### EXERCISE INSTRUCTIONS
Would you retype the line that contains "Target: truck hood" and all lines following it to the end of the entries below, exactly and without pictures?

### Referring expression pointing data
== Segment start ==

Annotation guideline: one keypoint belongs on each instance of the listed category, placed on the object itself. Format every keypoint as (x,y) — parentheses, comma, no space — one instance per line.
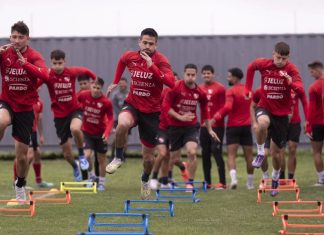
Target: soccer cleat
(185,173)
(113,165)
(77,174)
(84,164)
(257,162)
(189,188)
(20,194)
(220,186)
(154,184)
(145,190)
(101,187)
(274,185)
(45,184)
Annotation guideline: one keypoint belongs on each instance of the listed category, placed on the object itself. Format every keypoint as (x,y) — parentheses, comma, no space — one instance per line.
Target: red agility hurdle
(21,208)
(46,196)
(287,225)
(277,210)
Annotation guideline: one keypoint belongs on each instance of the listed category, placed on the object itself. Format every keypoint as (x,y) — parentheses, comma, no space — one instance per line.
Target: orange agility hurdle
(45,196)
(283,183)
(21,208)
(260,191)
(317,210)
(287,225)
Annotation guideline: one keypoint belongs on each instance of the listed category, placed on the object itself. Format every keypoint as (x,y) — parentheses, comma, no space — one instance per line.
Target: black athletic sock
(155,175)
(145,177)
(20,182)
(120,153)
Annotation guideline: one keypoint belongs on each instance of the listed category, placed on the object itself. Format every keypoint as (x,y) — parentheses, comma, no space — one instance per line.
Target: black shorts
(206,139)
(22,123)
(294,130)
(96,143)
(62,125)
(318,132)
(33,140)
(239,135)
(162,137)
(278,126)
(180,135)
(148,124)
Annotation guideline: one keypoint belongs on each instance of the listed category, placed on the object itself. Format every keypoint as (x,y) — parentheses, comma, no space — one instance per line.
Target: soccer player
(66,109)
(84,85)
(97,108)
(238,129)
(20,66)
(278,78)
(117,98)
(215,93)
(294,130)
(255,100)
(181,105)
(34,153)
(315,120)
(150,70)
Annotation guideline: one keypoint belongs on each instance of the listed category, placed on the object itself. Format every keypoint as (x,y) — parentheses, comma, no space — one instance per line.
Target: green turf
(219,212)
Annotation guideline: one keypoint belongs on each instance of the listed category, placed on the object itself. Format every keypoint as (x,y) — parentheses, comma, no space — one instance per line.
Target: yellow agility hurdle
(79,187)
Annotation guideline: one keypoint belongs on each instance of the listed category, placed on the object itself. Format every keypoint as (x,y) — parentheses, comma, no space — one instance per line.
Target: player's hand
(5,47)
(110,89)
(41,139)
(285,75)
(21,59)
(147,58)
(214,136)
(187,117)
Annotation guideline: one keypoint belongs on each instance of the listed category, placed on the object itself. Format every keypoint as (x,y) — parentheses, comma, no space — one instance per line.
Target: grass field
(219,212)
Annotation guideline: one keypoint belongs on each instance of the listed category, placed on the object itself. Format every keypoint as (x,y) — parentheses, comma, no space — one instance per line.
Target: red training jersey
(146,83)
(215,93)
(164,117)
(96,112)
(237,106)
(61,88)
(295,115)
(316,102)
(19,83)
(38,109)
(275,91)
(183,100)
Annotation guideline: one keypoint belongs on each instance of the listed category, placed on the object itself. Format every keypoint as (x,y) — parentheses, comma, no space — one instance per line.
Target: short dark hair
(20,27)
(316,65)
(83,77)
(58,54)
(191,66)
(208,68)
(150,32)
(99,81)
(282,48)
(236,72)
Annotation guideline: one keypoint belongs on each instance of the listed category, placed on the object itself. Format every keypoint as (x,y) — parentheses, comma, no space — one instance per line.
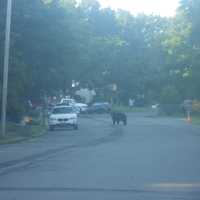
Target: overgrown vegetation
(57,41)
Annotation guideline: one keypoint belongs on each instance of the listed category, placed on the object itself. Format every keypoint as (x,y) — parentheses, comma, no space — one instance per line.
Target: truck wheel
(51,128)
(75,127)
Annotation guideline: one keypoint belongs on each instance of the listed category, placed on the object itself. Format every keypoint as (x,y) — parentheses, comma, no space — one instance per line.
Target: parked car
(63,116)
(82,107)
(67,101)
(101,107)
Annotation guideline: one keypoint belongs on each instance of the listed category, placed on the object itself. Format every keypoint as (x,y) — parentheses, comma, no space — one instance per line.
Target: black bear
(118,117)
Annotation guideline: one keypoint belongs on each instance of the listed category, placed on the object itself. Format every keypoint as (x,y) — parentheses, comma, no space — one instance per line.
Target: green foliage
(56,41)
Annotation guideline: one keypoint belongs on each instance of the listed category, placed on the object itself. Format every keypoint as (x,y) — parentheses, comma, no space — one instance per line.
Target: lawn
(17,133)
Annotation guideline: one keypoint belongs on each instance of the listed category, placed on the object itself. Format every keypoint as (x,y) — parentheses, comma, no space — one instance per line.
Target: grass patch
(196,120)
(130,110)
(17,133)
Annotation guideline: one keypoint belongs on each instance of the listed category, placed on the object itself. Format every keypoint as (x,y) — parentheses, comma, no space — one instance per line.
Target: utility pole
(6,64)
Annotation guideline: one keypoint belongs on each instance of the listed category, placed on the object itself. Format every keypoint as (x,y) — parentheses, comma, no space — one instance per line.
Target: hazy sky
(160,7)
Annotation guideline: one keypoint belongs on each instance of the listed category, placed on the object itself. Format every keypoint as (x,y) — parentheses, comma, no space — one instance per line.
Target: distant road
(149,159)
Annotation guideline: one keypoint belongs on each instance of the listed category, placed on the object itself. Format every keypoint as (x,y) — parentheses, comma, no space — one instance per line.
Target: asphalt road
(149,159)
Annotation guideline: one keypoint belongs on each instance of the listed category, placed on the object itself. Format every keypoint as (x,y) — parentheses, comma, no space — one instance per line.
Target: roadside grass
(196,120)
(127,109)
(16,133)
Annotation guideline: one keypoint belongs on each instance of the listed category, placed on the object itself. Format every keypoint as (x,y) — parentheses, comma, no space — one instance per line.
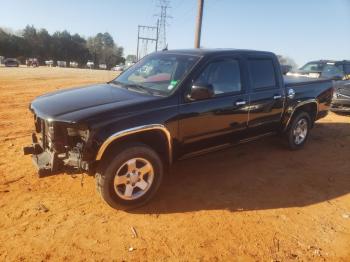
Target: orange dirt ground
(254,202)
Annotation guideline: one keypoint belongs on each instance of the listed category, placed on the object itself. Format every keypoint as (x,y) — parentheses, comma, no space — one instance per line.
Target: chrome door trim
(291,110)
(136,130)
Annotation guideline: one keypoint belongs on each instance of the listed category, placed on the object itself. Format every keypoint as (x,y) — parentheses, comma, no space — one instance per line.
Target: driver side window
(222,76)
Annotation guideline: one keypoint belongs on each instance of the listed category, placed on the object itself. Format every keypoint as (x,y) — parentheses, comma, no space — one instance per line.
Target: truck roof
(330,61)
(205,51)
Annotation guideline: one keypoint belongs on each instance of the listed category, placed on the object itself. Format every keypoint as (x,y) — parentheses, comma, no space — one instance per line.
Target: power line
(145,36)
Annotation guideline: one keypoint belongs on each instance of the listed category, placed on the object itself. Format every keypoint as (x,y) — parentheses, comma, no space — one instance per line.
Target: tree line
(60,46)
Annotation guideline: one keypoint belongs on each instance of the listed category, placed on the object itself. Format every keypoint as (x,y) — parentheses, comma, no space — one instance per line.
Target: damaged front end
(58,146)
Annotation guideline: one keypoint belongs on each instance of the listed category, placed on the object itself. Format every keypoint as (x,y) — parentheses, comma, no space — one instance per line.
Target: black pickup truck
(170,105)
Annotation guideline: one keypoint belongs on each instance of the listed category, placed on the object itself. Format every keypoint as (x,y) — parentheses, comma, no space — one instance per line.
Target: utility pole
(197,40)
(163,22)
(143,34)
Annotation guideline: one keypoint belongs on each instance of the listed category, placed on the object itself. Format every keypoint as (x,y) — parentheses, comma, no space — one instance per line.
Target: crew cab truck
(170,105)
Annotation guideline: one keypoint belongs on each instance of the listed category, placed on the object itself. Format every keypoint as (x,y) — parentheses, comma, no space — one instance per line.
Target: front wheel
(298,131)
(130,177)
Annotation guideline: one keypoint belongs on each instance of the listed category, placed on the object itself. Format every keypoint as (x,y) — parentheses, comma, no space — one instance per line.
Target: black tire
(108,168)
(293,142)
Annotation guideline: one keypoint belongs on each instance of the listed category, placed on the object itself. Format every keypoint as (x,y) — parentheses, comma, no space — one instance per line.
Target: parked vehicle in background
(73,64)
(339,71)
(49,63)
(118,68)
(102,66)
(11,62)
(171,105)
(285,69)
(90,64)
(61,63)
(33,62)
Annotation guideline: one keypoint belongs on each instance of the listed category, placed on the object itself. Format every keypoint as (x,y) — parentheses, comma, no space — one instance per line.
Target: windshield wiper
(139,87)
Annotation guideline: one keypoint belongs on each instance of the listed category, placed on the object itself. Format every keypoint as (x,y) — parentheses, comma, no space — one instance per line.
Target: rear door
(266,94)
(214,120)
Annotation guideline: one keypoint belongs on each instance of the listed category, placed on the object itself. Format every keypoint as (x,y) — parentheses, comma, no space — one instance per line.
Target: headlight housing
(75,132)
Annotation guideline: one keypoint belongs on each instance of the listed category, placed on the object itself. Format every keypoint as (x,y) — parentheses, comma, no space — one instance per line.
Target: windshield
(158,73)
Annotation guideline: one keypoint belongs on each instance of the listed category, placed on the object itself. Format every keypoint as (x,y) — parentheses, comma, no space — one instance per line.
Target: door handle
(240,103)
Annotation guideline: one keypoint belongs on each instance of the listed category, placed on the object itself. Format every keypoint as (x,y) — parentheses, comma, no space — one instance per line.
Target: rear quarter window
(262,73)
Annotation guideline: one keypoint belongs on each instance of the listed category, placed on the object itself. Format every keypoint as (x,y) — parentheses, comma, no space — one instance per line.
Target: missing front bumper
(46,162)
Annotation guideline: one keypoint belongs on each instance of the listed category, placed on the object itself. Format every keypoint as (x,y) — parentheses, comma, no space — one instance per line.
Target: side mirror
(337,78)
(200,92)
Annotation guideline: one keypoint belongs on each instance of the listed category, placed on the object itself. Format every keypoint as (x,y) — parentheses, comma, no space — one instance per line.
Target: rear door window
(224,76)
(262,73)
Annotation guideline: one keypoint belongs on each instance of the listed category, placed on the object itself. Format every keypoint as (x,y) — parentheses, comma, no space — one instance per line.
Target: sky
(301,29)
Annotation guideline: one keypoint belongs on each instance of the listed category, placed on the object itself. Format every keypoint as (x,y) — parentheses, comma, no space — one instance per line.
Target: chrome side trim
(292,110)
(224,146)
(136,130)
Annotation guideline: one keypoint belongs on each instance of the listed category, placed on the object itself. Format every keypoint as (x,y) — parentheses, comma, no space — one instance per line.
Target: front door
(212,121)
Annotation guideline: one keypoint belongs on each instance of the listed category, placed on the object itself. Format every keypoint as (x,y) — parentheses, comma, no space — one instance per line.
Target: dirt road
(255,202)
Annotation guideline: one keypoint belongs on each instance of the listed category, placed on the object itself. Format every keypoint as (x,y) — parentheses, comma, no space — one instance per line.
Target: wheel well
(155,139)
(310,108)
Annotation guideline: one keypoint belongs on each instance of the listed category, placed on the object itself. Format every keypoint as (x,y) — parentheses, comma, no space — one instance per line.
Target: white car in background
(90,64)
(118,68)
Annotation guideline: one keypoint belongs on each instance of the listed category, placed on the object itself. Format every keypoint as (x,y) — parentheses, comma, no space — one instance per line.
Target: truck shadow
(260,175)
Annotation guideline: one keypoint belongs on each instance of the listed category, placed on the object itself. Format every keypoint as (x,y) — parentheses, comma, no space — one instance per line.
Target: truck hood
(73,105)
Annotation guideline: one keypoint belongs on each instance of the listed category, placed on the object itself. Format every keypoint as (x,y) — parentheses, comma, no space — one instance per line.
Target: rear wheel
(131,177)
(298,130)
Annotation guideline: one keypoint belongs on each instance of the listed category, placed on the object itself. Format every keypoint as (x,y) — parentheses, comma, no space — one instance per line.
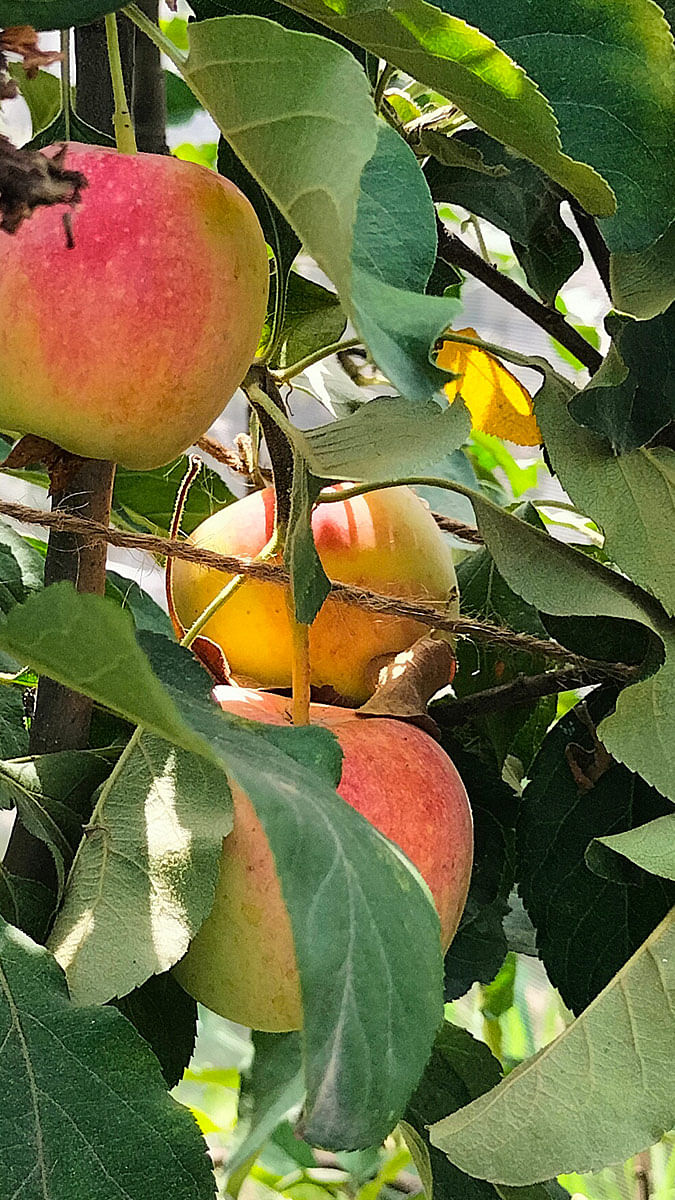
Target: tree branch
(455,252)
(524,690)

== Segment end ==

### EXERCISE SOLUTION
Target: truck hood
(73,105)
Annotation guideline: one keypoint belongs on each instance of the listed category, placed on the object itself. Format every keypoint as (x,y) — parentheses, comma, no space — one instance per line.
Target: rear wheel
(131,177)
(298,130)
Annotation guideline: one keypoint belongs on each instance of the listed category, placed on the object itself. Format every keypoint as (x,y) — parentheses, comma, no space — one instance per line.
Target: tree branch
(455,252)
(524,690)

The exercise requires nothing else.